• **Action item**
Pick out every line of the material below that contains the string "clicks", treating uppercase and lowercase as distinct.

_____

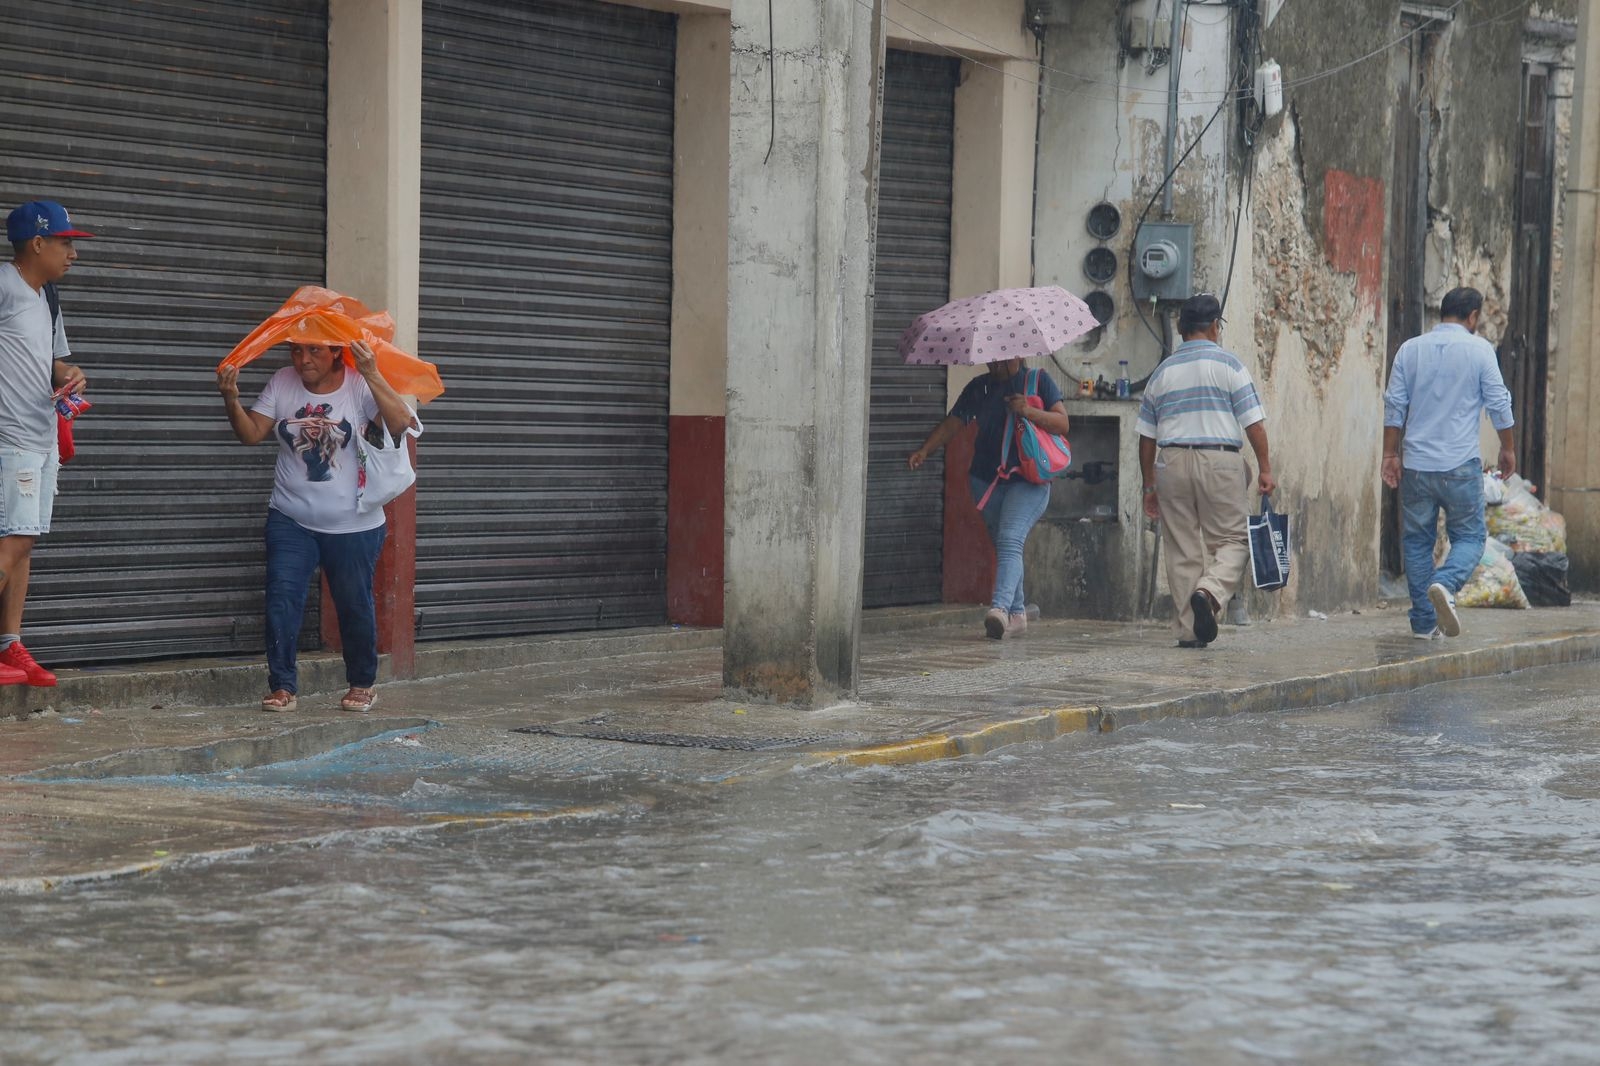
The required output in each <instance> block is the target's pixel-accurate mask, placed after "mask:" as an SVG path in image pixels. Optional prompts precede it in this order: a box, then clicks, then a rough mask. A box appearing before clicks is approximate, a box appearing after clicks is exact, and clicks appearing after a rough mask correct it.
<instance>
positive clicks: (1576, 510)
mask: <svg viewBox="0 0 1600 1066" xmlns="http://www.w3.org/2000/svg"><path fill="white" fill-rule="evenodd" d="M1573 96H1574V99H1573V141H1571V155H1570V158H1568V166H1566V189H1565V190H1563V194H1565V195H1566V232H1568V234H1571V238H1570V240H1566V242H1565V243H1566V277H1565V279H1563V282H1562V307H1560V323H1558V325H1560V333H1558V336H1560V339H1562V357H1560V359H1558V360H1557V365H1555V383H1554V387H1552V397H1554V400H1552V403H1550V408H1552V410H1550V415H1552V418H1550V475H1549V482H1550V483H1549V491H1547V499H1549V504H1550V506H1552V507H1555V509H1557V511H1560V512H1562V514H1563V515H1565V517H1566V554H1568V559H1570V560H1571V571H1570V583H1571V586H1573V589H1584V591H1594V589H1600V427H1597V426H1595V419H1594V402H1595V395H1597V392H1600V344H1597V341H1595V323H1597V319H1600V272H1597V271H1595V245H1597V242H1600V18H1595V11H1594V3H1590V0H1581V3H1579V8H1578V77H1576V85H1574V88H1573Z"/></svg>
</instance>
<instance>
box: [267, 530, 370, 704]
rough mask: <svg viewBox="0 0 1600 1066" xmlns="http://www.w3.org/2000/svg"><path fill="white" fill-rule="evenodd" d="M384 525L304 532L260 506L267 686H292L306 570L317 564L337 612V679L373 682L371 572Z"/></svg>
mask: <svg viewBox="0 0 1600 1066" xmlns="http://www.w3.org/2000/svg"><path fill="white" fill-rule="evenodd" d="M387 531H389V530H387V528H386V527H378V528H376V530H366V531H363V533H312V531H310V530H307V528H306V527H302V525H301V523H299V522H294V520H293V519H290V517H288V515H285V514H283V512H280V511H274V509H270V507H269V509H267V688H269V690H270V691H277V690H280V688H282V690H285V691H299V674H298V671H296V667H294V651H296V648H298V645H299V627H301V619H302V618H304V616H306V592H307V589H309V586H310V575H312V573H314V571H315V570H317V567H318V565H320V567H322V573H323V576H325V578H328V592H331V594H333V608H334V611H336V613H338V616H339V640H341V642H342V643H344V677H346V680H347V682H349V683H350V685H352V687H355V688H371V687H373V682H374V680H378V611H376V608H374V607H373V578H374V575H376V573H378V551H379V549H381V547H382V546H384V536H386V535H387Z"/></svg>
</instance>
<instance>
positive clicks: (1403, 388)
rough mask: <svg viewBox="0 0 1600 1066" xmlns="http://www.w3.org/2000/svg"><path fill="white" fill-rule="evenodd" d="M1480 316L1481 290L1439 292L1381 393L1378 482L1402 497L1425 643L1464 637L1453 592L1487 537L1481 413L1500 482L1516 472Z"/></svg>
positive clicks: (1418, 632)
mask: <svg viewBox="0 0 1600 1066" xmlns="http://www.w3.org/2000/svg"><path fill="white" fill-rule="evenodd" d="M1482 314H1483V295H1482V293H1480V291H1478V290H1475V288H1453V290H1450V291H1448V293H1445V301H1443V303H1442V304H1440V317H1442V322H1440V323H1438V325H1437V327H1434V330H1432V331H1429V333H1424V335H1422V336H1418V338H1413V339H1410V341H1406V343H1405V344H1402V346H1400V351H1398V352H1395V365H1394V370H1392V371H1390V373H1389V389H1387V391H1386V392H1384V463H1382V477H1384V485H1387V487H1389V488H1398V490H1400V511H1402V515H1403V519H1405V531H1403V535H1402V549H1403V554H1405V576H1406V586H1408V589H1410V592H1411V635H1413V637H1418V639H1421V640H1430V639H1434V637H1438V635H1445V637H1454V635H1459V634H1461V616H1459V615H1458V613H1456V592H1458V591H1461V586H1462V584H1466V583H1467V579H1469V578H1470V576H1472V571H1474V570H1475V568H1477V565H1478V560H1480V559H1482V557H1483V541H1485V538H1486V536H1488V530H1486V528H1485V525H1483V464H1482V459H1480V453H1478V411H1488V415H1490V423H1491V424H1493V426H1494V429H1496V432H1499V439H1501V453H1499V471H1501V475H1502V477H1510V475H1512V474H1515V472H1517V453H1515V450H1514V448H1512V440H1510V427H1512V426H1514V424H1515V423H1514V419H1512V415H1510V392H1507V391H1506V383H1504V381H1502V379H1501V373H1499V363H1498V360H1496V357H1494V346H1491V344H1490V343H1488V341H1485V339H1483V338H1480V336H1477V331H1478V317H1480V315H1482ZM1402 435H1403V437H1405V461H1403V463H1402ZM1402 467H1403V469H1402ZM1440 511H1443V512H1445V531H1446V535H1448V536H1450V555H1446V557H1445V562H1443V565H1440V567H1438V570H1435V568H1434V541H1435V539H1437V525H1438V512H1440Z"/></svg>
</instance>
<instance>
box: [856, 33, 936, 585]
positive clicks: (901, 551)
mask: <svg viewBox="0 0 1600 1066" xmlns="http://www.w3.org/2000/svg"><path fill="white" fill-rule="evenodd" d="M957 70H958V61H955V59H944V58H938V56H920V54H915V53H909V51H893V50H891V51H890V53H888V66H886V70H885V78H883V150H882V155H880V158H882V163H880V179H878V254H877V262H878V269H877V304H875V309H874V314H872V426H870V431H869V437H867V443H869V459H867V549H866V587H864V603H866V605H867V607H890V605H894V603H933V602H938V600H941V599H942V595H944V458H942V455H939V456H933V458H930V459H928V463H926V464H925V466H923V467H922V469H920V471H909V469H906V456H909V455H910V453H912V451H915V450H917V447H918V445H920V443H922V442H923V440H925V439H926V437H928V431H931V429H933V427H934V426H936V424H938V423H939V419H941V418H944V415H946V413H947V405H946V371H944V368H941V367H906V365H904V362H902V360H901V357H899V352H898V351H896V344H898V343H899V336H901V333H902V331H904V330H906V327H909V325H910V323H912V320H914V319H915V317H917V315H920V314H922V312H925V311H933V309H934V307H938V306H939V304H942V303H946V301H947V299H949V295H950V168H952V162H950V160H952V154H954V147H955V77H957Z"/></svg>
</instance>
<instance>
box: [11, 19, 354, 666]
mask: <svg viewBox="0 0 1600 1066" xmlns="http://www.w3.org/2000/svg"><path fill="white" fill-rule="evenodd" d="M326 48H328V14H326V2H325V0H237V2H232V3H226V2H213V3H192V2H187V0H51V2H50V3H0V99H3V101H5V106H3V109H0V160H3V162H0V198H3V202H5V210H10V208H11V206H14V205H16V203H19V202H21V200H24V198H35V197H40V198H51V200H61V202H62V203H64V205H66V206H67V210H69V211H72V218H74V222H77V224H78V226H80V227H82V229H88V230H90V232H94V234H99V237H98V238H96V240H85V242H80V243H78V253H80V259H78V266H75V267H74V271H72V274H70V275H69V277H67V279H66V282H64V283H62V288H61V293H62V311H64V317H66V323H67V336H69V339H70V343H72V349H74V357H75V359H77V360H78V362H80V365H82V367H83V370H85V373H86V375H88V378H90V394H88V395H90V399H91V400H93V403H94V408H93V410H91V411H90V413H86V415H85V416H83V418H80V419H78V421H77V445H78V458H77V459H75V461H74V463H70V464H69V466H67V467H64V471H62V479H61V495H59V496H58V499H56V519H54V528H53V531H51V533H50V536H46V538H42V539H40V543H38V547H37V549H35V552H34V575H32V586H30V595H29V602H27V616H26V635H27V643H29V647H30V648H32V650H34V651H35V653H37V655H38V658H40V659H43V661H46V663H62V664H67V663H85V661H110V659H128V658H154V656H186V655H216V653H232V651H237V653H254V651H259V650H261V648H262V647H264V639H262V621H261V615H262V605H261V587H262V567H264V563H262V555H264V552H262V544H261V530H262V523H264V519H266V503H267V495H269V493H270V488H272V464H274V459H275V450H274V448H269V447H259V448H245V447H242V445H240V443H237V442H235V440H234V435H232V432H230V431H229V427H227V419H226V418H224V415H222V403H221V399H219V397H218V394H216V363H218V360H221V357H222V355H224V354H227V351H229V349H230V347H232V346H234V344H235V343H238V339H240V338H243V336H245V333H248V331H250V330H251V328H254V327H256V325H258V323H259V322H261V320H262V319H264V317H266V315H269V314H270V312H272V311H274V309H275V307H277V306H278V304H282V303H283V298H285V296H288V295H290V291H293V290H294V288H296V287H298V285H306V283H320V282H322V279H323V246H325V198H326V197H325V187H326V178H325V157H326V147H325V144H326V133H325V130H326ZM274 365H277V362H275V360H274ZM259 367H262V370H256V368H254V367H253V368H250V370H248V371H246V375H245V378H246V381H245V391H246V394H251V395H253V394H254V392H256V391H259V387H261V386H262V384H264V383H266V379H267V373H266V371H264V370H266V360H264V362H262V363H259ZM248 399H251V397H246V400H248ZM312 608H314V610H315V600H314V603H312ZM304 639H306V642H307V643H312V642H315V639H317V624H315V616H312V619H310V624H309V626H307V627H306V635H304Z"/></svg>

_____

• **Result**
The required output in each <instance> block is the target's pixel-accurate mask, placed after "mask:" as an SVG path in image pixels. Optional prompts precede it in this order: a box, then clicks, then a rough mask. A box appearing before clicks is approximate, a box appearing after clicks is exact, and clicks appearing after a rough mask correct it.
positive clicks: (1576, 510)
positive clicks: (1403, 388)
positive clicks: (1418, 632)
positive clicks: (901, 551)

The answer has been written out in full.